*EXERCISE DETAILS*
Edit the material below so that "raised arm" becomes "lifted arm", leaving everything else as it is.

*Data records*
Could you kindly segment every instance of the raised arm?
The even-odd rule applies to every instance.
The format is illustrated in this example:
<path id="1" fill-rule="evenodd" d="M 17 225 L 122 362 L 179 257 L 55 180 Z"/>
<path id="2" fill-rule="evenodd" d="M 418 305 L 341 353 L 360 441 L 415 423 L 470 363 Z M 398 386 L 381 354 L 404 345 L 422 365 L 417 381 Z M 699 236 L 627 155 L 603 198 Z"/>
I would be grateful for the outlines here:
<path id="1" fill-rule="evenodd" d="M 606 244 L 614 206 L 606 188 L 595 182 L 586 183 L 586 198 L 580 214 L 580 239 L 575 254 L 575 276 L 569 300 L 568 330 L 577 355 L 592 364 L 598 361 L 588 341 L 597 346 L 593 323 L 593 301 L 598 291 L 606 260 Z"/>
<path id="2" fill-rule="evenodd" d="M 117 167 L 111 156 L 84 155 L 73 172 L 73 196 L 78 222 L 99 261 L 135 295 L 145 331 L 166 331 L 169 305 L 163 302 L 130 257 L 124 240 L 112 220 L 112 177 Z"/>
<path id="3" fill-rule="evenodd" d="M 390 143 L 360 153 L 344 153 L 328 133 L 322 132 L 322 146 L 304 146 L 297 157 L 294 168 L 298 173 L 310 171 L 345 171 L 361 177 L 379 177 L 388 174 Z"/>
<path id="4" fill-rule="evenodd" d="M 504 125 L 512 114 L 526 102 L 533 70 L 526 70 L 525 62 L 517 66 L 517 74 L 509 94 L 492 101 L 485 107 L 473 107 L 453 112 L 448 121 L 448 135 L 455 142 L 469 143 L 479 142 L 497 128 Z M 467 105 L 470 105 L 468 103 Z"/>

*COMPLETE RESPONSE*
Could you kindly segment every instance of the lifted arm?
The even-odd rule applies to every instance.
The format is illustrated in this example:
<path id="1" fill-rule="evenodd" d="M 17 225 L 122 362 L 179 257 L 55 180 Z"/>
<path id="2" fill-rule="evenodd" d="M 418 305 L 341 353 L 360 441 L 415 423 L 470 363 Z M 398 386 L 381 354 L 404 345 L 422 365 L 417 381 Z M 699 236 L 627 155 L 603 198 Z"/>
I would be grateful for the outlines here:
<path id="1" fill-rule="evenodd" d="M 606 244 L 614 206 L 606 188 L 595 182 L 586 183 L 586 198 L 580 214 L 580 239 L 575 254 L 575 276 L 569 300 L 568 330 L 577 355 L 592 364 L 598 361 L 588 341 L 597 346 L 593 323 L 593 301 L 598 291 L 606 260 Z"/>
<path id="2" fill-rule="evenodd" d="M 117 167 L 111 156 L 84 155 L 73 172 L 73 196 L 78 222 L 99 261 L 135 295 L 145 331 L 166 331 L 169 305 L 163 302 L 130 257 L 124 240 L 112 220 L 112 177 Z"/>
<path id="3" fill-rule="evenodd" d="M 390 143 L 360 153 L 344 153 L 328 133 L 322 132 L 322 146 L 304 146 L 297 157 L 294 168 L 298 173 L 310 171 L 345 171 L 361 177 L 379 177 L 388 174 Z"/>
<path id="4" fill-rule="evenodd" d="M 504 125 L 512 114 L 526 102 L 533 70 L 526 70 L 525 62 L 517 66 L 517 74 L 509 94 L 492 101 L 485 107 L 473 107 L 453 112 L 448 121 L 448 135 L 455 142 L 469 143 L 479 142 L 497 128 Z M 467 105 L 470 105 L 468 103 Z"/>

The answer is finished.